-- begin SELECTED EXTRACT --

Beweging, Temperatuur Clock en Buttons
Same setup but improved with three buttons to make it completely independed from PC.
#include <Wire.h>
#include <LiquidCrystal_I2C.h>
#include <DHT.h>
#include <DS3231.h>
// --- Definitions ---
#define DHTPIN 4 // Pin connected to the DHT11 data pin
#define DHTTYPE DHT11 // Specify DHT11 sensor
#define BUTTON1PIN 8
#define BUTTON2PIN 9
#define BUTTON3PIN 10
#define TREND_DISPLAY_DURATION_MS 600000 // 10 minutes, time to keep the sinal (arrow up/down) in display
#define HISTORICAL_DATA_ENTRIES_COUNT 5 // Define the length of the history (min-max) buffers: so we keep the last N hours of min max data.
#define MAX_HISTORY_STRING_LENGTH 100 // Maximum characters for the history string
#define DEBUG true // Set to true to enable debug printing, false to disable
DHT dht(DHTPIN, DHTTYPE);
DS3231 myRTC;
bool century = false;
bool h12Flag;
bool pmFlag;
int count = 0;
int pirPin = 12; // Pin for the HC-S501 sensor
int pirValue;
LiquidCrystal_I2C lcd = LiquidCrystal_I2C(0x27, 16, 2);
unsigned long previousMillis = 0;
const long dhtInterval = 2000; // Interval for DHT readings
// Custom characters for the LCD arrows
byte downChar[] = {
B00000,
B00000,
B00100,
B00100,
B00100,
B10101,
B01110,
B00100
};
byte upChar[] = {
B00100,
B01110,
B10101,
B00100,
B00100,
B00100,
B00000,
B00000
};
byte degreeChar[] = {
B00110,
B01001,
B01001,
B00110,
B00000,
B00000,
B00000,
B00000
};
byte maxChar[] = {
B01110,
B00000,
B00100,
B01110,
B10101,
B00100,
B00100,
B00100
};
byte minChar[] = {
B00100,
B00100,
B00100,
B10101,
B01110,
B00100,
B00000,
B01110
};
//------------------------------------------------------------------------------
// Generic MeasurementSensor Class Template
//------------------------------------------------------------------------------
template<typename T>
class MeasurementSensor {
public:
// Constructor: initializes with an initial measurement value and history capacity N.
MeasurementSensor(long sigInterval)
: measurement(0),
arrow(0),
arrowMillis(0),
lowestMeasurement(0),
highestMeasurement(0),
signalInterval(sigInterval),
historyCount(0),
historyIndex(0) {}
// Destructor (no longer needed due to no dynamic memory)

-- end SELECTED EXTRACT --
-- begin RECORDS PROVIDED --

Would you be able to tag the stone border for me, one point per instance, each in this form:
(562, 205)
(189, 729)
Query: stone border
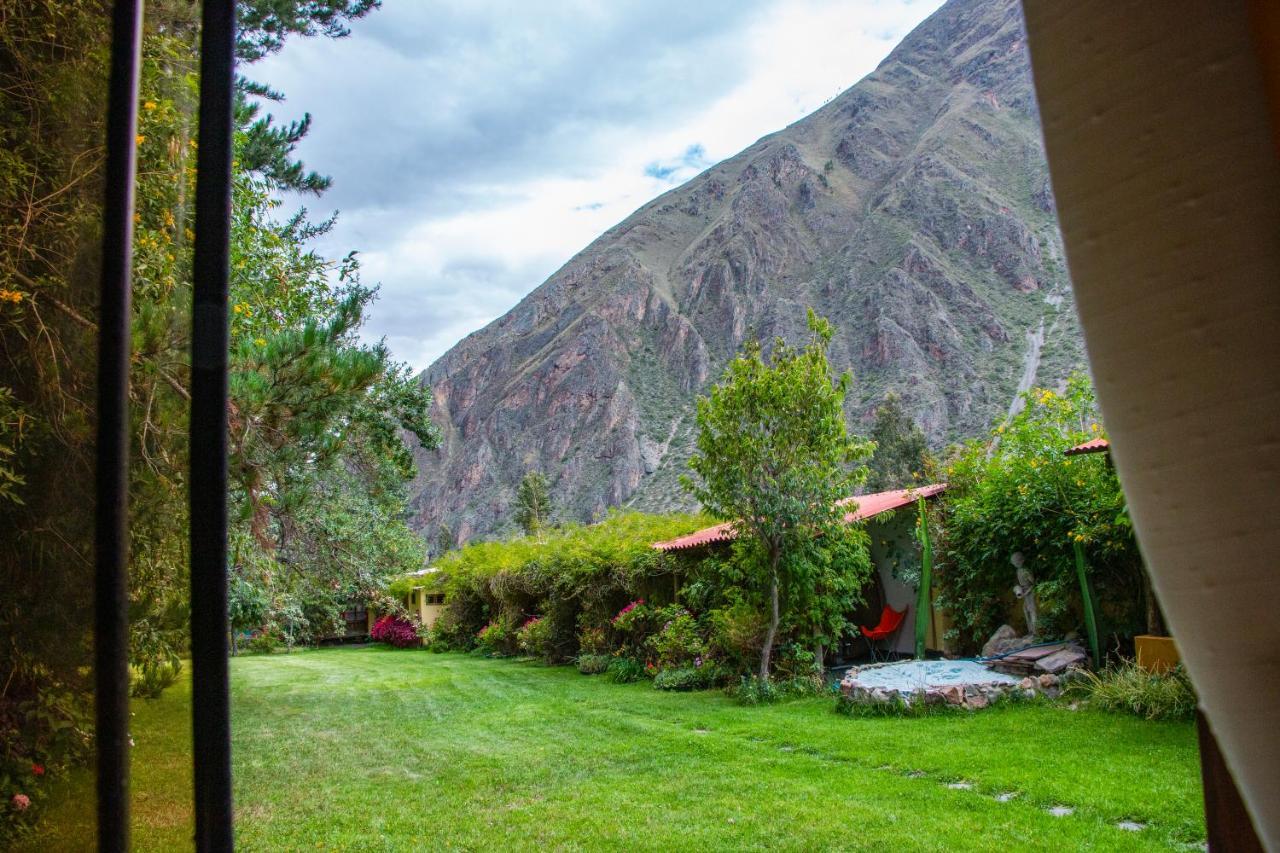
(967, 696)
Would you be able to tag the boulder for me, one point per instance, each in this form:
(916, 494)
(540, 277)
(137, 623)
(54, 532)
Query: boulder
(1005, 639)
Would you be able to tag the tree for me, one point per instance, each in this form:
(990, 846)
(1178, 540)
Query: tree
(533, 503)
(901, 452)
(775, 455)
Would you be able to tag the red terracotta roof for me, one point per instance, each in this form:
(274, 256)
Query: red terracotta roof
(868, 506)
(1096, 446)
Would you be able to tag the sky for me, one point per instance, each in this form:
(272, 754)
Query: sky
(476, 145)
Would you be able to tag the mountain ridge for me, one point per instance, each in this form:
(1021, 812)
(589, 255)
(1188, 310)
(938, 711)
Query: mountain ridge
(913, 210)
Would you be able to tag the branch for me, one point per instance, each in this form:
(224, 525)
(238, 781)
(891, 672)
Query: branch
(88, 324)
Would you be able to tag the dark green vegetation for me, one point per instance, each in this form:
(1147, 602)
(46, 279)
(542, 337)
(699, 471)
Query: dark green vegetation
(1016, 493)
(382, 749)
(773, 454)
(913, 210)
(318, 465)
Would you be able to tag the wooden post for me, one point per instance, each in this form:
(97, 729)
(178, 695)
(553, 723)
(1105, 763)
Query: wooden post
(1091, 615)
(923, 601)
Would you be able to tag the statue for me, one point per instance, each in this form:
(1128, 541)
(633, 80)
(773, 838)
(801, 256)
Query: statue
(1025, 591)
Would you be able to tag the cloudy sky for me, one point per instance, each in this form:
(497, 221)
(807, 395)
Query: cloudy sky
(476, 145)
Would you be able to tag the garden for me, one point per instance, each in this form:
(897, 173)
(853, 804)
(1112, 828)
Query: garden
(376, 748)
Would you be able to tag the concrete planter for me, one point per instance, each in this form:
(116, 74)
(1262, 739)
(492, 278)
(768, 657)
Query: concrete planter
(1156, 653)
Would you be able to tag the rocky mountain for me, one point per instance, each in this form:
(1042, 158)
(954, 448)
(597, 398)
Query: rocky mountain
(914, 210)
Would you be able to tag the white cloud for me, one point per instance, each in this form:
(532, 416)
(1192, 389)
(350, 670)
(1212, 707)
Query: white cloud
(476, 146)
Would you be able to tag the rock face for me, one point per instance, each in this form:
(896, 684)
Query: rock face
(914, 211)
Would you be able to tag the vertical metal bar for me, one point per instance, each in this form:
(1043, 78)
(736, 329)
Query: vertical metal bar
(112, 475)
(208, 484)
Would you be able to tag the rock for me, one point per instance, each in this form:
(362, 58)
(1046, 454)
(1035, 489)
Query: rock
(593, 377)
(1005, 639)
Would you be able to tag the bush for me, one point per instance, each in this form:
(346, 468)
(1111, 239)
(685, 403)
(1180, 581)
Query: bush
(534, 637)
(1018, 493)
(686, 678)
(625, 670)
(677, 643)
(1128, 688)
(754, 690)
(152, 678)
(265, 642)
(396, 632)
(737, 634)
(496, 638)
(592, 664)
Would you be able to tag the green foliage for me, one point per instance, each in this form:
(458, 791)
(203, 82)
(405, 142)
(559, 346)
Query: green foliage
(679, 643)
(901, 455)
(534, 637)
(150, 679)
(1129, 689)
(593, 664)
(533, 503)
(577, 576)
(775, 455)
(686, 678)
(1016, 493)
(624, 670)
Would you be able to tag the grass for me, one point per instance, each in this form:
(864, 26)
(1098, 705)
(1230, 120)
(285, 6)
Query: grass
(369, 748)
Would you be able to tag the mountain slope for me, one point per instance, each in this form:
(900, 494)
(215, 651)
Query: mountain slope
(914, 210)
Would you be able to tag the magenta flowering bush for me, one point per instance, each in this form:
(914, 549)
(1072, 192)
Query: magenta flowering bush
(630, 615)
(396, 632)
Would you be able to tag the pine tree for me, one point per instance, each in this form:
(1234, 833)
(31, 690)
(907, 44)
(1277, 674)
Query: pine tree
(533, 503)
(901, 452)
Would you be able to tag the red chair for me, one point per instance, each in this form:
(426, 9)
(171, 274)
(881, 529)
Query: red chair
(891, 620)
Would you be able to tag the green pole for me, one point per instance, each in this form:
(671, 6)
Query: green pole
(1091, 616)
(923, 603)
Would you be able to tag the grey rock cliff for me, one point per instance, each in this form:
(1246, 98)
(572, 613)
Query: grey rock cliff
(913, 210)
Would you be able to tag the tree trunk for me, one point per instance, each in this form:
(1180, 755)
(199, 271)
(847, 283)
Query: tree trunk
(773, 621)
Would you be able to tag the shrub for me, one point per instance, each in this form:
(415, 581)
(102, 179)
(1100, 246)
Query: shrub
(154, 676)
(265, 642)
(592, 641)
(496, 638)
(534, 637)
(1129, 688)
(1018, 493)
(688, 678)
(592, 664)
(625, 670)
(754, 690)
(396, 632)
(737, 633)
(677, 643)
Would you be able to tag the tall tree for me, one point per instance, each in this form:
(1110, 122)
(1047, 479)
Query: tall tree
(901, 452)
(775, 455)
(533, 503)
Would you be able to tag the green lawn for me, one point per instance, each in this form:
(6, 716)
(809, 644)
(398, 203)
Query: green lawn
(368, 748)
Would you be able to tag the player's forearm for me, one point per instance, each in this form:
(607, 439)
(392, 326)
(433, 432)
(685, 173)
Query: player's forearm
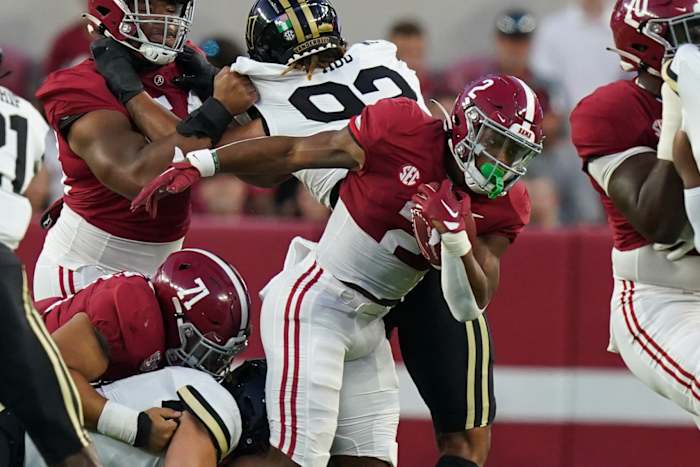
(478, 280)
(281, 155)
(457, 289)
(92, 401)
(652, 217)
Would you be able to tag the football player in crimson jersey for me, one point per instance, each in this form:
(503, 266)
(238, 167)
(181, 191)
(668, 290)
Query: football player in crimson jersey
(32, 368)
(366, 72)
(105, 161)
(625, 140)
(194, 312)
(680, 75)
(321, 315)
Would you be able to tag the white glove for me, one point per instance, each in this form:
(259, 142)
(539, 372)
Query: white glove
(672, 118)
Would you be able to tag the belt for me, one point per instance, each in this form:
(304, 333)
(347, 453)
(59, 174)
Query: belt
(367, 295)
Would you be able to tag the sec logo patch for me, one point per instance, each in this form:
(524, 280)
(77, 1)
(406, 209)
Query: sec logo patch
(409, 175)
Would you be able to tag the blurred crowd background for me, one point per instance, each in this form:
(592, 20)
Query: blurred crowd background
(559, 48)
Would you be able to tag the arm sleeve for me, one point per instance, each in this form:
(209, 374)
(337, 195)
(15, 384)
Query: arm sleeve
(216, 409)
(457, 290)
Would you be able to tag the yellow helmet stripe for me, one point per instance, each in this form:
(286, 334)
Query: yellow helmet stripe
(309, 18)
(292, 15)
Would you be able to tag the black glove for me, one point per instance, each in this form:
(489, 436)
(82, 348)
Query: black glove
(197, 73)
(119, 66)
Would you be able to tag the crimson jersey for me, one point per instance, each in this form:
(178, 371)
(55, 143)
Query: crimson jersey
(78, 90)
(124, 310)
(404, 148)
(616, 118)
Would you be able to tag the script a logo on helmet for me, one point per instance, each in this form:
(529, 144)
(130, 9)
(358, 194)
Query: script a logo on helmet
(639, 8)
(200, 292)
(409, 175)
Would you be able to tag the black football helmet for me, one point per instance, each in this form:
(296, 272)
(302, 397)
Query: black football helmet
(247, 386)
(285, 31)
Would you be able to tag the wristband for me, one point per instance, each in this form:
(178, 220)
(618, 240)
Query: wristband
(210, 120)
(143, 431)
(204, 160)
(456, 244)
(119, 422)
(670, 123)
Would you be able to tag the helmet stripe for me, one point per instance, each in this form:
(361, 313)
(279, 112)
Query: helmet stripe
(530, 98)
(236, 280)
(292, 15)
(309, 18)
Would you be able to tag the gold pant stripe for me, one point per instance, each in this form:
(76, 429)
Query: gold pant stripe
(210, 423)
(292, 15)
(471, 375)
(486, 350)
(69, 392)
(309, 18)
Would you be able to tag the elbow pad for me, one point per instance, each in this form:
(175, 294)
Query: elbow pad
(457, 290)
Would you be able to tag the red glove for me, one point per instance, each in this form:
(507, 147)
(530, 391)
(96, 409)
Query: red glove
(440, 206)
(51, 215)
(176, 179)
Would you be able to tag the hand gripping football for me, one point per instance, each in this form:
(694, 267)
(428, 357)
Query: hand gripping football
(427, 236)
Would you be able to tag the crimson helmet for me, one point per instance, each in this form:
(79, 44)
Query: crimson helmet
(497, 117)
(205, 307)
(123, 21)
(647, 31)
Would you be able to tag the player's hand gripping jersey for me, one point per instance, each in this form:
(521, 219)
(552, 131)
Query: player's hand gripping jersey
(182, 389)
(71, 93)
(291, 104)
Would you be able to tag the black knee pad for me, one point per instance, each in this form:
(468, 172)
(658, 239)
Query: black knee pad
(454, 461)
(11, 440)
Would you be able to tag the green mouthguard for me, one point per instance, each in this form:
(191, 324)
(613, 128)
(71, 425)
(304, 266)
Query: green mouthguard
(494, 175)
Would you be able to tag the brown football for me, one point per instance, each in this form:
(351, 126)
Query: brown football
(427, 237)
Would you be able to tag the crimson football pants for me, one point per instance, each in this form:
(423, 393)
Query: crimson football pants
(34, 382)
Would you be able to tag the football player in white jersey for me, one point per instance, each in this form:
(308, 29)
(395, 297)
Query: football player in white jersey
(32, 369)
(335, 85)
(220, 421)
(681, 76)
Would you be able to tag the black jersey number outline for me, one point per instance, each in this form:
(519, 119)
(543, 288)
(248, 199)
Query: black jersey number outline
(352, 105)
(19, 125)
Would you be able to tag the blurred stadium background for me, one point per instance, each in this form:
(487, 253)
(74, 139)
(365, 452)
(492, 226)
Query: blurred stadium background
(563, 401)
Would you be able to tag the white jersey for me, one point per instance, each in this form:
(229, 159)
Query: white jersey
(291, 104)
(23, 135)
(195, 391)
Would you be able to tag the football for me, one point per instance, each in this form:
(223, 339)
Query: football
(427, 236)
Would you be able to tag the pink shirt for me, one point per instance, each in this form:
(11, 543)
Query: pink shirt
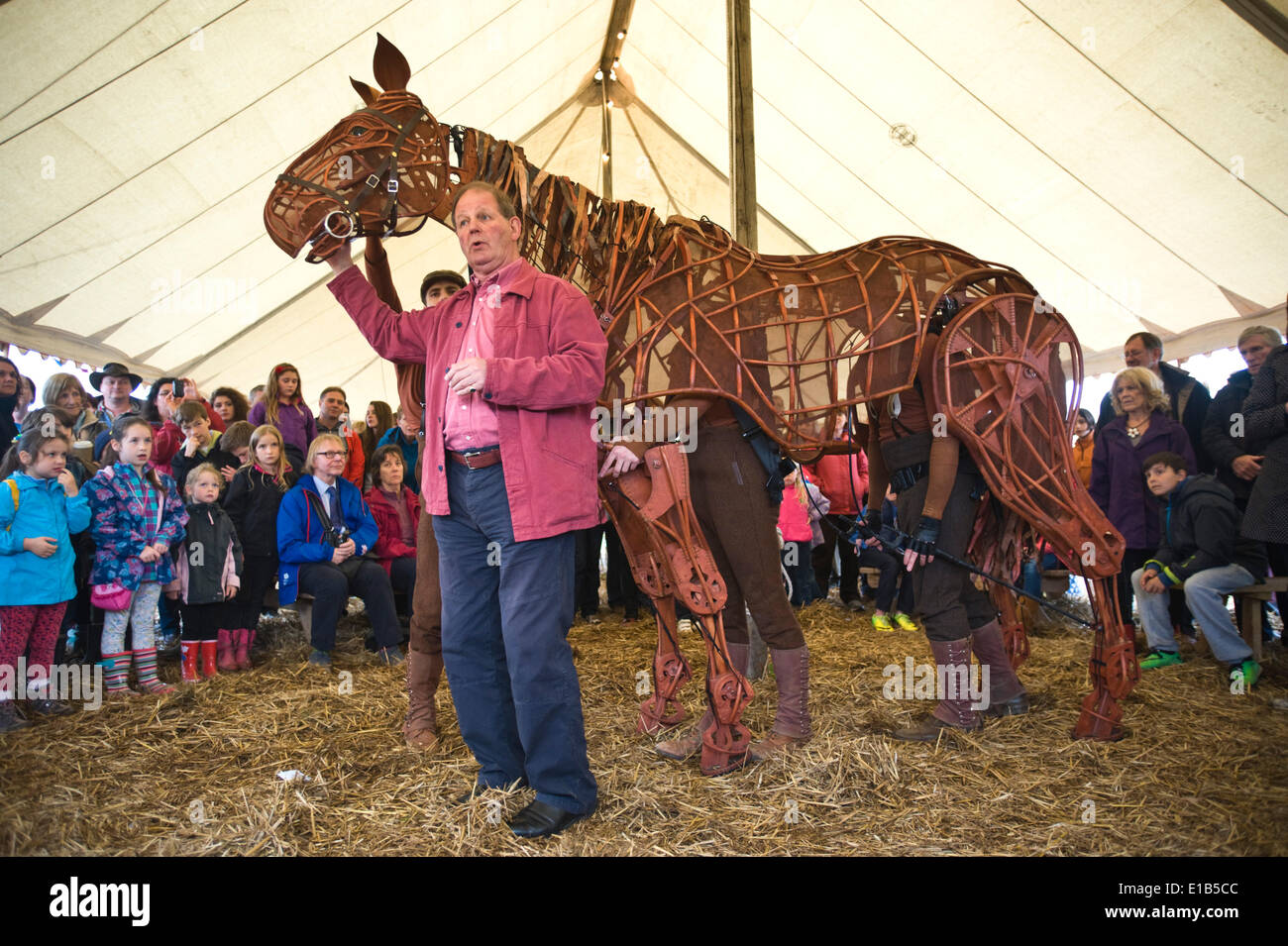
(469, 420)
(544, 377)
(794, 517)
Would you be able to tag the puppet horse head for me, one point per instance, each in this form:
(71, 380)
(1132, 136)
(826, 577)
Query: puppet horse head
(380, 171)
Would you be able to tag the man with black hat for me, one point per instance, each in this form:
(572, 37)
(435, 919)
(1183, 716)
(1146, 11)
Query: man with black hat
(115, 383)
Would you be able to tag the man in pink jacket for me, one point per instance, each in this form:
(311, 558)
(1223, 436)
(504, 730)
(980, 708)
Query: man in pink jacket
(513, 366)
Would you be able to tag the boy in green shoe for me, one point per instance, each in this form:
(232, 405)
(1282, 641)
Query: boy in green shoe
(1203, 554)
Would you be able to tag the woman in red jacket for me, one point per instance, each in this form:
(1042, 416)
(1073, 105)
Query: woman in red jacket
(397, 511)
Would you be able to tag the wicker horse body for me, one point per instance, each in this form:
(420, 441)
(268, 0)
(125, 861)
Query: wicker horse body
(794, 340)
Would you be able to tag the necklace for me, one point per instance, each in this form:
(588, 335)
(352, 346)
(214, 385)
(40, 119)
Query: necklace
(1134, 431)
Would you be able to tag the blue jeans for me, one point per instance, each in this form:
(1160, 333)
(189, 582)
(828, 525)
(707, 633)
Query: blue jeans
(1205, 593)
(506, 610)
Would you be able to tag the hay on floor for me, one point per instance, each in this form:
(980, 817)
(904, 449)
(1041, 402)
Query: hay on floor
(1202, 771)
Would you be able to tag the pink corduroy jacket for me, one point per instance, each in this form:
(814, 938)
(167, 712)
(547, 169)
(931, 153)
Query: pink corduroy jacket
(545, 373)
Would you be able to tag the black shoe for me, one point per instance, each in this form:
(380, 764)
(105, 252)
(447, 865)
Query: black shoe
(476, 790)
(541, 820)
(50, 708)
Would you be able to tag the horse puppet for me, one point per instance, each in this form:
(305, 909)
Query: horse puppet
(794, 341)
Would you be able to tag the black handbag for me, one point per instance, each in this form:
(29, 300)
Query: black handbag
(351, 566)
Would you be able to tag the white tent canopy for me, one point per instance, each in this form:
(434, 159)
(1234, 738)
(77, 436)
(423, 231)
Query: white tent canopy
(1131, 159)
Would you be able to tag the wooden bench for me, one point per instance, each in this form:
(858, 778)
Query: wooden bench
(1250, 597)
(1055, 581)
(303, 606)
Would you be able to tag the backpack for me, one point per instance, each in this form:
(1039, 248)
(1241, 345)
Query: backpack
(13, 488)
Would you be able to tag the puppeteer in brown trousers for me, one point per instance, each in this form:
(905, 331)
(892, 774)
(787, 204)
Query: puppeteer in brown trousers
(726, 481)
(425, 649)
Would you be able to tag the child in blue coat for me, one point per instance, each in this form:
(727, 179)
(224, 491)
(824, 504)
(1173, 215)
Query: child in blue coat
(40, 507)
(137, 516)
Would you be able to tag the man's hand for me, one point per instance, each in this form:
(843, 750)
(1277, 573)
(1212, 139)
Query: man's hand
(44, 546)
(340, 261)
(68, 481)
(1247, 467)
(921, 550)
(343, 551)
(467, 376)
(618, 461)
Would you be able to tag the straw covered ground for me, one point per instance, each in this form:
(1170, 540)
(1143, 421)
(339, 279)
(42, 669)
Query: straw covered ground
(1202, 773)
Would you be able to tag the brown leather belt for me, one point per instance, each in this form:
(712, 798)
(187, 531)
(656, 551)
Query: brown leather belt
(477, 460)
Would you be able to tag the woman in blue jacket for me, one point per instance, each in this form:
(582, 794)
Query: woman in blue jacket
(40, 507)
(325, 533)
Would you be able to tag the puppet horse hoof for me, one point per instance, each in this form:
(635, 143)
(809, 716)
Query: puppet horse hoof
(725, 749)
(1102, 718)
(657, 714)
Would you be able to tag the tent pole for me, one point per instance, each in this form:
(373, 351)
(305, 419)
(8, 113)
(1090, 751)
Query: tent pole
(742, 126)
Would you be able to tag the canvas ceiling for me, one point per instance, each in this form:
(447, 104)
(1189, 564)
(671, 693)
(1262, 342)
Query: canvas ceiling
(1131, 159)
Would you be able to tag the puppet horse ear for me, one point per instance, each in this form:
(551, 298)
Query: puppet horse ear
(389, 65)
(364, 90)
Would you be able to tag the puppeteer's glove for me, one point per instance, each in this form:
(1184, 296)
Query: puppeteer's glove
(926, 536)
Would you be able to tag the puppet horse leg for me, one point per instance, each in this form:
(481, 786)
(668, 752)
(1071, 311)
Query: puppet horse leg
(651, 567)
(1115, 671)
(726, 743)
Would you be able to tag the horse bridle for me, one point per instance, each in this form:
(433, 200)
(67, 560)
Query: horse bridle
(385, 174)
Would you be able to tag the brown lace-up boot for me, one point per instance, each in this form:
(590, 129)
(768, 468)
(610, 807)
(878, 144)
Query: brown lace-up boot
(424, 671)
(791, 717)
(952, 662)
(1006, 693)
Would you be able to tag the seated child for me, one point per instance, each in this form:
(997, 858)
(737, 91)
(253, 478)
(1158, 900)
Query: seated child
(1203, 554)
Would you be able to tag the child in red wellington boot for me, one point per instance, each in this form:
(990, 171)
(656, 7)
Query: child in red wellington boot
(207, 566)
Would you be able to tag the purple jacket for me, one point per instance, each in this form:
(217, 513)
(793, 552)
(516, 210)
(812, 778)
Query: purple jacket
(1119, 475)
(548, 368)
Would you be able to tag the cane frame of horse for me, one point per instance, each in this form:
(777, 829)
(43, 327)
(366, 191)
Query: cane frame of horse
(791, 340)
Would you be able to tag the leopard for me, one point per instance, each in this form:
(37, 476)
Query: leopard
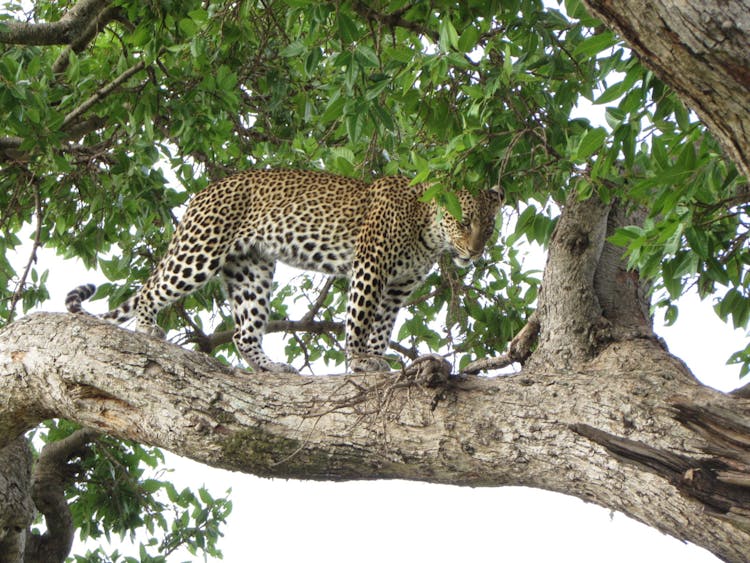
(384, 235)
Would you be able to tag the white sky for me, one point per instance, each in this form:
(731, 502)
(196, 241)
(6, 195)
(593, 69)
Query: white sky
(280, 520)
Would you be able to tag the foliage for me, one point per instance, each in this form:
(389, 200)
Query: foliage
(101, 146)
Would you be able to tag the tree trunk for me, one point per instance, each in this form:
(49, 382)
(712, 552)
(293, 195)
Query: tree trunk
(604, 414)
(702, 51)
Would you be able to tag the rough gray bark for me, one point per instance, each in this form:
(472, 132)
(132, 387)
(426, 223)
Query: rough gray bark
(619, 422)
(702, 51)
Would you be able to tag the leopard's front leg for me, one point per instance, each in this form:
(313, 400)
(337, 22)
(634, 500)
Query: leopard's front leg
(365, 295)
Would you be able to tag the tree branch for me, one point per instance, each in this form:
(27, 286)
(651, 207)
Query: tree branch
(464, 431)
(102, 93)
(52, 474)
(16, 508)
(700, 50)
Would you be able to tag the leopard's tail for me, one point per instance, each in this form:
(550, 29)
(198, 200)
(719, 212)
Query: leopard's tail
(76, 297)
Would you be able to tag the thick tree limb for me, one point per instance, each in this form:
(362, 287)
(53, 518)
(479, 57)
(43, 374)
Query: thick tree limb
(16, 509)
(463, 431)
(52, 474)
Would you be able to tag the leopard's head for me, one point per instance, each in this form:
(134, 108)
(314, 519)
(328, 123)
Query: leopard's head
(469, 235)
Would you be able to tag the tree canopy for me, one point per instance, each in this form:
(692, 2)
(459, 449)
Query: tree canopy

-- end RECORDS PROVIDED --

_GIVEN EXERCISE_. Write the next part of the Arduino clock code, starting after its last line. This data has no connection to the Arduino clock code.

_FINAL ANSWER_.
//~MeasurementSensor() {}
// Update the measurement reading and determine the arrow indicator.
void update(T newMeasurement, unsigned long currentMillis) {
// For the first valid measurement, initialize min/max if needed.
if (lowestMeasurement == static_cast<T>(0) && highestMeasurement == static_cast<T>(0)) {
lowestMeasurement = newMeasurement;
highestMeasurement = newMeasurement;
}
// Update the current interval's min and max.
if (newMeasurement < lowestMeasurement) {
lowestMeasurement = newMeasurement;
}
if (newMeasurement > highestMeasurement) {
highestMeasurement = newMeasurement;
}
// Determine arrow indicator logic.
if (newMeasurement == measurement && currentMillis - arrowMillis >= signalInterval) {
arrow = 0;
} else {
if (newMeasurement < measurement) {
arrow = 1; // Down arrow
arrowMillis = currentMillis;
}
if (newMeasurement > measurement) {
arrow = 2; // Up arrow
arrowMillis = currentMillis;
}
if (lowestMeasurement != highestMeasurement) {
if (newMeasurement == this->getLowest()) {
arrow = 4; // Indicator for lowest measurement
arrowMillis = currentMillis;
}
if (newMeasurement == this->getHighest()) {
arrow = 5; // Indicator for highest measurement
arrowMillis = currentMillis;
}
}
}
// Reset arrow if previous value was an invalid initial value.
if (measurement == static_cast<T>(0)) {
arrow = 0;
}
measurement = newMeasurement;
}
// Getters for measurement and arrow.
T getMeasurement() const {
return measurement;
}
// Returns the lowest measurement seen over the history combined with the current interval.
T getLowest() const {
T minVal = lowestMeasurement;
// Loop over the history array.
for (size_t i = 0; i < historyCount; i++) {
if (lowestHistory[i] < minVal) {
minVal = lowestHistory[i];
}
}
return minVal;
}
// Returns the highest measurement seen over the history combined with the current interval.
T getHighest() const {
T maxVal = highestMeasurement;
// Loop over the history array.
for (size_t i = 0; i < historyCount; i++) {
if (highestHistory[i] > maxVal) {
maxVal = highestHistory[i];
}
}
return maxVal;
}
int getArrow() const {
return arrow;
}
// Reset the min and max values.
// The current lowest and highest measurements are stored in the history arrays.
void resetMinMax(T newMeasurement) {
// Store the current min and max in the arrays at the current history index.
lowestHistory[historyIndex] = lowestMeasurement;
highestHistory[historyIndex] = highestMeasurement;
lowestMeasurement = newMeasurement;
highestMeasurement = newMeasurement;
// Increment historyIndex as a circular buffer.
historyIndex = (historyIndex + 1) % HISTORICAL_DATA_ENTRIES_COUNT;
if (historyCount < HISTORICAL_DATA_ENTRIES_COUNT) {
historyCount++;
}
}
void getHistoryString(bool useHighest, char* buffer, size_t bufferSize) const {
// Initialize the buffer to an empty string.
buffer[0] = '\0';
// Determine the index of the oldest element.
size_t oldestIndex = (historyCount < HISTORICAL_DATA_ENTRIES_COUNT) ? 0 : historyIndex;
// Loop over the valid history entries in order.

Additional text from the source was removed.